Читая пародию «Чего же он кочет?», я от удовольствия потирал руки еще и потому, что в ней высмеивался не просто слабый в художественном отношении роман, но роман от первой и до последней строчки тошнотворный, злобно-антиинтеллигентский, сталинистский. Этой пародией Паперный не побоялся выступить, в сущности, против целого направления, целой когорты писателей-сталинистов, «автоматчиков партии» (грибачевых, михалковых, софроновых, кочетовых, куняевых, шевцовых, дроздовых и т. д.), чем привел в восторг меня и, не сомневаюсь, многих и многих читателей неподцензурной литературы.

Сочинения Паперного-литератора привлекают к себе духом прямого и подспудного противостояния официозу, неприятием мертвечины соцреализма, внедрявшегося в литературу сначала недоразвитого, а потом и «развитого» социализма. Сегодня трудно поверить в то, что псевдонаучной «туфтой» («Литература и современная идеологическая борьба», «Социалистический образ жизни и задачи литературы», «Современная советская литература в духовной жизни общества развитого социализма») занимались академические заведения. В одном из них, в Институте мировой литературы АН СССР, трудились и мы – Паперный, я и еще десятки таких же сотрудников, как мы.


Зиновий Самойлович старше меня на пятнадцать лет. В ИМЛИ он работал с 1954 года. Я пришел в Институт в 1973-м. Числились в разных отделах. Он в самом идеологически «беспечном» (Русская литература конца 19 – начала 20 в.). Я, напротив, в самом «ответственном» (История многонациональной советской литературы). Позволю себе сделать небольшое отступление, чтобы коротко рассказать об атмосфере, царившей в Институте тех лет.

■ ■ ■ ■

Условие задания:
Выпишите из отрывка о Паперном все фамилии, которые приведены в скобках как пример «автоматчиков партии», сохранив их форму из текста. Эти записи никак не связаны с отрывком.

Записи с ограничивающими рамками:
■ ■ ■ ■

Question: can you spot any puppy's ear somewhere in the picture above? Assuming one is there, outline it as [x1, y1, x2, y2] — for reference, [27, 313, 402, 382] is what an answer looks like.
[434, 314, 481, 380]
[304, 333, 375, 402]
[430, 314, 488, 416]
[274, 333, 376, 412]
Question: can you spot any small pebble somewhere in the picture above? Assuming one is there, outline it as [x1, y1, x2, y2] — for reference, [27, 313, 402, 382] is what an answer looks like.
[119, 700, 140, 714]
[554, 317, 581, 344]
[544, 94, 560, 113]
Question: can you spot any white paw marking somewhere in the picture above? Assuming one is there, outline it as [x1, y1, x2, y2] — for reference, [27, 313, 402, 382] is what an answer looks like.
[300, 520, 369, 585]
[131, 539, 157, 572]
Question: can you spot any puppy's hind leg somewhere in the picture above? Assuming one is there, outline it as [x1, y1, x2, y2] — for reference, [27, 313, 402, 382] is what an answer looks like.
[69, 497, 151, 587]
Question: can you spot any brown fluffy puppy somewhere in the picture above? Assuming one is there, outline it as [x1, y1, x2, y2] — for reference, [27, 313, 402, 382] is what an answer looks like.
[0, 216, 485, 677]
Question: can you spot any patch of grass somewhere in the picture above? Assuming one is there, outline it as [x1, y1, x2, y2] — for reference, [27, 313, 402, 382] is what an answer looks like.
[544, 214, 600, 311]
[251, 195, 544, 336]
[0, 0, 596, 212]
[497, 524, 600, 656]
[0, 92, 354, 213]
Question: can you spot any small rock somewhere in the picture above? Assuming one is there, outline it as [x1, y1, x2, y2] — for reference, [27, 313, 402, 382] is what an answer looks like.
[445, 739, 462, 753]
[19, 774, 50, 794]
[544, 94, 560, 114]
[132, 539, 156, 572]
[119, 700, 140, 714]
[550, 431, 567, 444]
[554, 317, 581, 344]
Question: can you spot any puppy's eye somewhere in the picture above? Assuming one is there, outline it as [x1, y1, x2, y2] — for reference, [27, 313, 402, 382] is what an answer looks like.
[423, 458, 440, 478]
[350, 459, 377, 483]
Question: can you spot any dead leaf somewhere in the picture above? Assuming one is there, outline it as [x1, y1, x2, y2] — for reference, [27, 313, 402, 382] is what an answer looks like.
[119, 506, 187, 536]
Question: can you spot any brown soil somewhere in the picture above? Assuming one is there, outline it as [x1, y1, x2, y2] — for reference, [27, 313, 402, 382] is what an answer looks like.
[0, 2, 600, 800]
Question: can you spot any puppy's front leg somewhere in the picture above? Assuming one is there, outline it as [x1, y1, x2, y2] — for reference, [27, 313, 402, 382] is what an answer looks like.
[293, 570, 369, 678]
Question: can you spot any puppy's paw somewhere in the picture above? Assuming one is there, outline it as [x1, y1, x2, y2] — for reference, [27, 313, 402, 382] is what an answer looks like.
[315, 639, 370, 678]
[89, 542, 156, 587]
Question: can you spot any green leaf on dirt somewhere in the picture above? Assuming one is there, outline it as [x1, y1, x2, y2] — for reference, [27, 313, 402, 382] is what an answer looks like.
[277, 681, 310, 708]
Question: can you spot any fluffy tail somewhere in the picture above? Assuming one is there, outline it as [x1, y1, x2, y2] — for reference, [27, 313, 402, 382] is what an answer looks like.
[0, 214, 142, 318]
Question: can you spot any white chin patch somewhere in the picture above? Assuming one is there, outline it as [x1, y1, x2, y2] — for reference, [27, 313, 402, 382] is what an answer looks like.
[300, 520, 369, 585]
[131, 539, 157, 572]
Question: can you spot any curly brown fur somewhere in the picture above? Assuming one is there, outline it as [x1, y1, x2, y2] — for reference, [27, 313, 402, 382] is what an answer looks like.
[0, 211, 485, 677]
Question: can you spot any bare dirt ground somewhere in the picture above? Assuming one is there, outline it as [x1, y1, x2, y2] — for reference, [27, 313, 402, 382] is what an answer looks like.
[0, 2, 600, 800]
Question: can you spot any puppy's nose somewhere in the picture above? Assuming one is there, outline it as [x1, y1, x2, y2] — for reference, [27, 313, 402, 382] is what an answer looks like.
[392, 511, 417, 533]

■ ■ ■ ■

Ответ к заданию:
грибачевых, михалковых, софроновых, кочетовых, куняевых, шевцовых, дроздовых